**Exercise:** Reproduce the records verbatim from their beginning through the line containing "[(597, 547)]", including that line, and omit the pictures.

**Records shown:**

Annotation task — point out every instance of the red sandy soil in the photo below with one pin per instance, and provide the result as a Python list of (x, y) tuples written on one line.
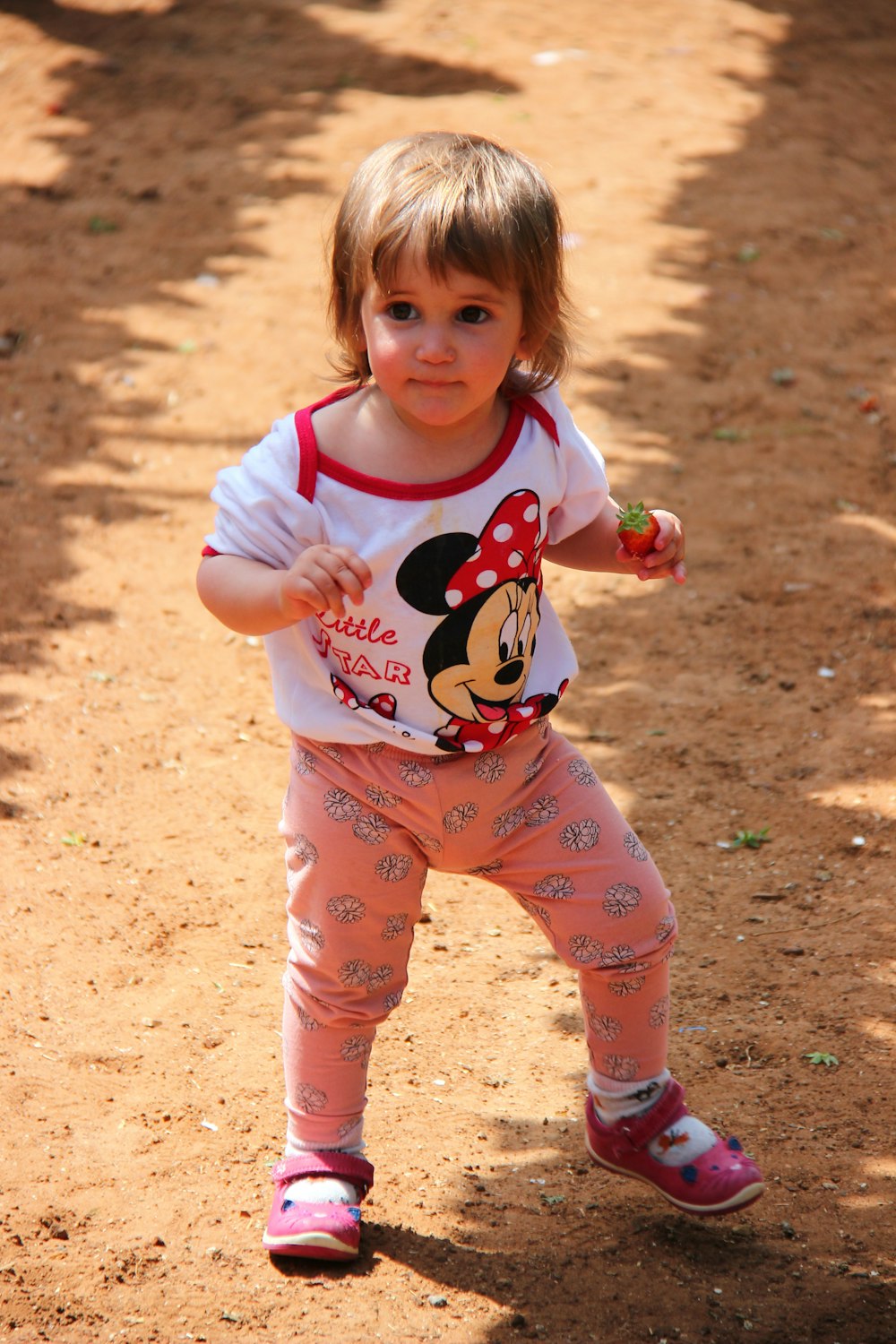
[(729, 180)]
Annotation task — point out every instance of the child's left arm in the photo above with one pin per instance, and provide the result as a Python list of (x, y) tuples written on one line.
[(597, 547)]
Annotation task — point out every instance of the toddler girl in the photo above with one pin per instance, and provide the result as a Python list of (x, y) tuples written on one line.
[(387, 542)]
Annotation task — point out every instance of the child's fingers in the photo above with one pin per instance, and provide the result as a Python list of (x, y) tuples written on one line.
[(324, 577), (352, 574)]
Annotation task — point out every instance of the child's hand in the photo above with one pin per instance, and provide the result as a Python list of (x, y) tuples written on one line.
[(667, 558), (322, 578)]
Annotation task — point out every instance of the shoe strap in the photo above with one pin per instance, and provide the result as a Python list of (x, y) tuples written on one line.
[(641, 1129), (344, 1166)]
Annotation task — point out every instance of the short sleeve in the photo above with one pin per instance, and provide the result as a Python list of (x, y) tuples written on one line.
[(261, 513), (584, 484)]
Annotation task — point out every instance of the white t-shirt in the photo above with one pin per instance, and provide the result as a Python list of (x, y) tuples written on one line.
[(443, 655)]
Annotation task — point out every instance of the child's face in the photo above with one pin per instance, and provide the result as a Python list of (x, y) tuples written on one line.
[(441, 349)]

**Exercise answer:**
Annotation task — point out every instance of the red sandy soil in the photo below with one pin per instance, and provide the result as a Python list of (x, y) tuples written on one line.
[(729, 180)]
Annotation task — point out every instance of the child's left arm in the photo above with one pin per instance, and provide the result as a Python list of (x, y) tuples written on one line.
[(597, 547)]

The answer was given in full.